## Provided entries
- - -

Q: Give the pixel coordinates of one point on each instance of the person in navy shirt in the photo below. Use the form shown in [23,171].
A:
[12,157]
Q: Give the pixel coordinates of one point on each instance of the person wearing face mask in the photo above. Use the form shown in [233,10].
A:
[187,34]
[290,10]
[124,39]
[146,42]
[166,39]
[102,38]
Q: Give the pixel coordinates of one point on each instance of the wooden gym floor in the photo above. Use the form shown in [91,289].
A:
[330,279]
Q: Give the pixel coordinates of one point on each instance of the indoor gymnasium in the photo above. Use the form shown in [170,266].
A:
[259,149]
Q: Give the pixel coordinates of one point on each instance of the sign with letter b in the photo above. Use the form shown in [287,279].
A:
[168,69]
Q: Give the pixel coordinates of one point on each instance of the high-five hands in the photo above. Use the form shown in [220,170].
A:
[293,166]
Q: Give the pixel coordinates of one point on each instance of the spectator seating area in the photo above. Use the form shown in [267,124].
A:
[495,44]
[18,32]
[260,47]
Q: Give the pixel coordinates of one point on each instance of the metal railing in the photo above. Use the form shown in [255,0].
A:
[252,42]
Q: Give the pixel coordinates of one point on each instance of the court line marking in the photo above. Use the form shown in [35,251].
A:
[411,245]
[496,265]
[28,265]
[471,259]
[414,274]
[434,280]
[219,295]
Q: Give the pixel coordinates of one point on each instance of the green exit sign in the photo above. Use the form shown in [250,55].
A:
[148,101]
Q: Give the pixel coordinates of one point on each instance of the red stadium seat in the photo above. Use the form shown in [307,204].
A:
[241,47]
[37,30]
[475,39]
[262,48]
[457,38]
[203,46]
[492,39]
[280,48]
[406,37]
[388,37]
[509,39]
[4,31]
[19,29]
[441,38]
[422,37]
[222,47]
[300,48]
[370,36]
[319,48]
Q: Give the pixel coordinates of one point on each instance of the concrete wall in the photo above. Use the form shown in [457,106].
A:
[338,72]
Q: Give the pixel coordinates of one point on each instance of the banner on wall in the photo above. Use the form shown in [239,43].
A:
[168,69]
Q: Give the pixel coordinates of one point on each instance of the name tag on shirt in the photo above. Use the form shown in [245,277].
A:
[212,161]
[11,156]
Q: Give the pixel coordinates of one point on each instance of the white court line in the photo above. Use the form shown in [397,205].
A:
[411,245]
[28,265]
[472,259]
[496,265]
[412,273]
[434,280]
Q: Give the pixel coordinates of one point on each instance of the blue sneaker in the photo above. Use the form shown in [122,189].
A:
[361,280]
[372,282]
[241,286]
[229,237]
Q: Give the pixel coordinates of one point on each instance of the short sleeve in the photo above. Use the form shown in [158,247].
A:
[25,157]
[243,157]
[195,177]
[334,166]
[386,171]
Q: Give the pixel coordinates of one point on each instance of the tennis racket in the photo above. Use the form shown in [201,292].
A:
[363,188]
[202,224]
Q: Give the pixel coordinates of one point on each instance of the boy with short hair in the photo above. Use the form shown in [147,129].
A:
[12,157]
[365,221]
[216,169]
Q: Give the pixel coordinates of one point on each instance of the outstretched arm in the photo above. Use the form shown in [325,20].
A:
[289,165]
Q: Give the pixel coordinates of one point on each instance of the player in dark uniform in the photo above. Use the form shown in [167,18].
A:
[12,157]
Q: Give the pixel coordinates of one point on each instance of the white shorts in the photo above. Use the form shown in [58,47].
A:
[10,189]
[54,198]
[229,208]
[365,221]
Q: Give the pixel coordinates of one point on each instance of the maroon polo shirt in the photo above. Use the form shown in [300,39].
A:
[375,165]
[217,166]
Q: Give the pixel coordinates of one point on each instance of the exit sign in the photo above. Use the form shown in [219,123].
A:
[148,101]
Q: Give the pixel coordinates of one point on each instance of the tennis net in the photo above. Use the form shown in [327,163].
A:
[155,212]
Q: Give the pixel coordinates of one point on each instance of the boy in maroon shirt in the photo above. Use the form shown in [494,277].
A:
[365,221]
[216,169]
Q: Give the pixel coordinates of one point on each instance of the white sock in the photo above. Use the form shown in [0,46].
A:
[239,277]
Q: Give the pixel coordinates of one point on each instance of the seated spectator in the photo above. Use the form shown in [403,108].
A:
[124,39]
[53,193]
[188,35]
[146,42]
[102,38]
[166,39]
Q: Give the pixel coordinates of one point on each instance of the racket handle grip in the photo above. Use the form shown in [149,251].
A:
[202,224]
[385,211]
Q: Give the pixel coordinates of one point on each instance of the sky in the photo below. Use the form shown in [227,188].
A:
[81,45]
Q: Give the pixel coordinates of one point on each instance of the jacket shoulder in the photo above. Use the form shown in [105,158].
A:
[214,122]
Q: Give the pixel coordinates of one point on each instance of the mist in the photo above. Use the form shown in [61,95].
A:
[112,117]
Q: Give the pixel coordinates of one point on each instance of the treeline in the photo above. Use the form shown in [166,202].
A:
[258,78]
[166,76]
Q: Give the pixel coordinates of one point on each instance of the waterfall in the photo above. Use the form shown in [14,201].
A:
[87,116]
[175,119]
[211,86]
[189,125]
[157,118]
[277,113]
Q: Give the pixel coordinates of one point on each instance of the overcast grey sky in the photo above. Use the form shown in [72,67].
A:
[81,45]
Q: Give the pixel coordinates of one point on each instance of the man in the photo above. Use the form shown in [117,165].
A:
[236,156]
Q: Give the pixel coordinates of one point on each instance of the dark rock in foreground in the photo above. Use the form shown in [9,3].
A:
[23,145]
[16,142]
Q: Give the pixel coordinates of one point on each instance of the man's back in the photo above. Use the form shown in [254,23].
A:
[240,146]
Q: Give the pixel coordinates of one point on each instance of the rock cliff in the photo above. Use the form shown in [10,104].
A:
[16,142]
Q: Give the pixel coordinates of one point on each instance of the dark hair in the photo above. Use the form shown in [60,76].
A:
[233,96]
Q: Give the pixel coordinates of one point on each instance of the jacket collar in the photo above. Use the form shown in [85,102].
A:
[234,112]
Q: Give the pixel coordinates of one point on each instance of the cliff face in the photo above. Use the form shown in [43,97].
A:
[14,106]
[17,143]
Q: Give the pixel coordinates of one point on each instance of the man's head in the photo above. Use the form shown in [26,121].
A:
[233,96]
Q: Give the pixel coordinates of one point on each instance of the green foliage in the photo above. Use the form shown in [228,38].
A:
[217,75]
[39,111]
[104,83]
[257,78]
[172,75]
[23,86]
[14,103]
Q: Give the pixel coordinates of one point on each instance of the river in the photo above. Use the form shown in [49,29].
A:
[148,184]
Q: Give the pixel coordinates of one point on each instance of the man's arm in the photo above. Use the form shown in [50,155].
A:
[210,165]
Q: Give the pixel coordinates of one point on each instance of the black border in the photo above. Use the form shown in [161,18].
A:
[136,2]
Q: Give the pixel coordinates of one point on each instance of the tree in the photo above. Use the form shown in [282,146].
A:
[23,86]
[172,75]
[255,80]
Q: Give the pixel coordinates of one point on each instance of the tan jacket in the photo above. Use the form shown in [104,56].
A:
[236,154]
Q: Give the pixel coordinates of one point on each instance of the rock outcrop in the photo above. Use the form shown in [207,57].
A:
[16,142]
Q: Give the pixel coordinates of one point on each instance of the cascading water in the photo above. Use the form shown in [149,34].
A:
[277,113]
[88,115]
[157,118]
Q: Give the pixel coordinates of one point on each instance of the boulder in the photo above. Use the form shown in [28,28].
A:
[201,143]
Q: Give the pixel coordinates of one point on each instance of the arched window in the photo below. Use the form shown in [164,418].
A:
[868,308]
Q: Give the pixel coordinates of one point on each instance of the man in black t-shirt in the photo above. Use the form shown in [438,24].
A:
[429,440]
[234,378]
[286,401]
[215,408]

- - -

## Task prompt
Each line of the material above needs to be quoted exactly, please.

## Answer for this exercise
Q: Give the pixel coordinates of one point on each instance of the person in navy shirt in the photo below. Use the form shown in [23,171].
A:
[12,157]
Q: Give the pixel coordinates of one point on each instance of the person wearing face mask in the photo above. Use the form shown in [233,10].
A:
[187,34]
[290,10]
[124,39]
[146,42]
[166,39]
[102,38]
Q: Give the pixel coordinates of one point on each instance of the wooden gym floor in the photo above. Use the form shown in [91,289].
A:
[330,279]
Q: Give the pixel coordinates of one point on each instance of the indoor gymnasium in the photo above. Use the form shown in [170,266].
A:
[259,149]
Q: Give the pixel coordinates of one point on each instance of the sign with letter b in the photo above. Use the form shown in [287,279].
A:
[168,69]
Q: Give the pixel coordinates of one point on each instance of the high-five hands in the photo above. Use the form shown in [220,170].
A:
[293,166]
Q: Give the pixel coordinates of one point on each instance of the spectator seating area in the photo above. Use the form shown in [267,124].
A:
[495,44]
[18,32]
[260,47]
Q: Give the pixel coordinates of one point on each instance of the metal railing in the photo above. Use the form shown in [255,0].
A:
[252,42]
Q: Give the pixel coordinates of one point on each instance of the court line marking in the photo above. Use the form shown in [35,251].
A:
[411,245]
[496,265]
[28,265]
[471,259]
[414,274]
[434,280]
[219,295]
Q: Give the pixel coordinates of one point on each instance of the green exit sign in the photo above. Use the form shown in [250,55].
A:
[148,101]
Q: Give the pixel coordinates of one point on each instance of the red stadium seat in the photo above. Use the form shown in [307,204].
A:
[241,47]
[37,30]
[475,39]
[262,48]
[457,38]
[203,46]
[492,39]
[280,48]
[406,37]
[388,37]
[509,39]
[4,31]
[19,29]
[441,38]
[422,37]
[222,47]
[300,48]
[370,36]
[319,48]
Q: Give the pixel coordinates of one point on each instance of the concrete wall in the photo above. Use the form shown in [457,106].
A:
[338,72]
Q: Give the pixel coordinates of one point on each instance of the banner on wall in the photo above. Use the form shown in [239,43].
A:
[168,69]
Q: Give the pixel coordinates of one point on each instance of the name tag on shirt in the photo above. Use the form shown in [245,277].
A:
[212,161]
[11,156]
Q: Give the pixel coordinates of one point on each instance of the white court line in the photo above. Use the form shown in [397,205].
A:
[411,245]
[28,265]
[472,259]
[496,265]
[412,273]
[434,280]
Q: Give the pixel coordinates of one point on each instance of the blue sneaker in the photo above. Use the form shown in [122,189].
A:
[361,280]
[372,282]
[241,286]
[229,237]
Q: Give the pixel coordinates of one point on each instance of the short sleeve in the photo above. Use the form shown in [158,247].
A:
[25,157]
[243,157]
[195,177]
[334,166]
[386,171]
Q: Give the pixel coordinates of one point on each instance of the tennis racket in the photo above. Use the form shown in [201,292].
A:
[363,188]
[202,224]
Q: Give the pixel coordinates of one point on each instance of the boy with short hair in the photo above. Use the form shown in [147,129].
A:
[12,157]
[365,221]
[216,169]
Q: Give the pixel coordinates of one point on each instance of the outstretched arm in the photo above. Use the form shown in [325,20].
A:
[289,165]
Q: Give the pixel coordinates of one point on each instance of the player in dark uniform in the photo above. Use the form shown in [167,18].
A:
[12,157]
Q: Give the pixel coordinates of one point on each instance of the white shorts in the photo above. Use the form shown in [58,47].
A:
[10,189]
[54,198]
[229,208]
[365,221]
Q: Give the pixel coordinates of one point on each instance of the maroon polo shirt in the photo above. Use the form shown in [300,39].
A:
[375,165]
[217,166]
Q: Give the pixel coordinates of one point on each instance of the exit sign in the photo above. Use the form shown in [219,123].
A:
[148,101]
Q: Give the pixel coordinates of one point on each instance of the tennis net in the photo above. Use the form shown in [327,163].
A:
[155,212]
Q: Give the pixel coordinates of one point on each instance of the boy in maroon shirt in the photo above. Use the form shown in [494,277].
A:
[365,221]
[216,169]
Q: Give the pixel coordinates of one point on each instance of the white sock in the photo above. Use the form shown in [0,46].
A:
[239,277]
Q: Give the pixel coordinates of one point on each instance of the seated spectator in the photo above. Use the form shown in [403,108].
A:
[124,39]
[53,193]
[188,35]
[146,42]
[102,38]
[166,39]
Q: Give the pixel coordinates of one point on each instance of the racket handle grip in the photo above. Use the form shown in [149,251].
A:
[202,224]
[385,211]
Q: Give the pixel coordinates of one point on each instance of the sky in the photo below. Use the form shown in [227,188].
A:
[81,45]
Q: Give the pixel coordinates of one point on each instance of the jacket shoulder in the photo above. Use the form shown in [105,158].
A:
[214,122]
Q: Give the pixel coordinates of one point on each instance of the mist in the photo above. Use the form shown in [61,95].
A:
[112,117]
Q: Give the pixel coordinates of one point on each instance of the treeline in the photo above. Use the form shown in [166,202].
A:
[258,78]
[166,76]
Q: Give the pixel coordinates of one point on each instance of the waterfall in the photo above. Use the form shown in [14,201].
A:
[87,116]
[175,119]
[211,86]
[189,125]
[157,118]
[277,113]
Q: Give the pixel coordinates of one point on each instance of the overcast grey sky in the photo above. Use the form shown in [72,67].
A:
[81,45]
Q: Give the pixel coordinates of one point on each instance of the man in the photo above. Use the form shown in [117,165].
A:
[236,156]
Q: Give the pixel coordinates of one point on each instance of the dark rock in foreground in the photo above. Use the form shown in [9,3].
A:
[23,145]
[16,142]
Q: Give the pixel coordinates of one point on each instance of the man's back in the photo above. Use the form shown in [254,23].
A:
[240,146]
Q: Give the pixel coordinates of one point on each instance of the rock cliff in the photo above. Use the form shown in [10,104].
A:
[16,142]
Q: Give the pixel coordinates of one point on each instance of the dark hair in the photo above. Use the form shown in [60,76].
A:
[233,96]
Q: Give the pixel coordinates of one point on each instance of the jacket collar in the photo above. Use the form shown in [85,102].
A:
[234,112]
Q: Give the pixel coordinates of one point on each instance of the cliff face in the photo above. Use the form shown in [43,97].
A:
[14,106]
[17,143]
Q: Give the pixel coordinates of one point on each instance of the man's head in the photo above. Use the form shown in [26,121].
A:
[233,96]
Q: Give the pixel coordinates of one point on each instance of the green foliage in the photo above. Use the form shown in [228,38].
A:
[217,75]
[39,111]
[104,83]
[257,78]
[172,75]
[23,86]
[14,103]
Q: Give the pixel coordinates of one point on each instance of the river in the photo above. Use the form shown in [49,29].
A:
[148,184]
Q: Give the pixel coordinates of one point on each instance of the man's arm in the photo above. Use the form shown in [50,155].
A:
[210,165]
Q: Give the pixel coordinates of one point on each instance of the black border in the photo above. Use the form shown in [161,18].
A:
[136,2]
Q: Give the pixel coordinates of one point on each instance of the tree in the photo above. Use the form shown in [282,146].
A:
[23,86]
[172,75]
[255,80]
Q: Give the pixel coordinates of one point on each instance of the tan jacket in the photo above. Use the form shown in [104,56].
A:
[236,154]
Q: Give the pixel coordinates of one point on each instance of the rock outcrop in the photo above. Use the form shown in [207,57].
A:
[16,142]
Q: Give the pixel coordinates of one point on each instance of the cascading water in the photo above. Use the form shown in [149,34].
A:
[277,113]
[88,115]
[157,118]
Q: Give the pixel coordinates of one point on each instance of the boulder in the photo above. Use the form shown in [28,28].
A:
[201,143]
Q: Give the pixel coordinates of one point on each instance of the arched window in the photo below. Use the form shown in [164,418].
A:
[868,308]
Q: Give the pixel coordinates of one point on each instance of the man in black t-shirt in the photo above. Use the form shown in [438,24].
A:
[429,440]
[234,378]
[286,401]
[215,408]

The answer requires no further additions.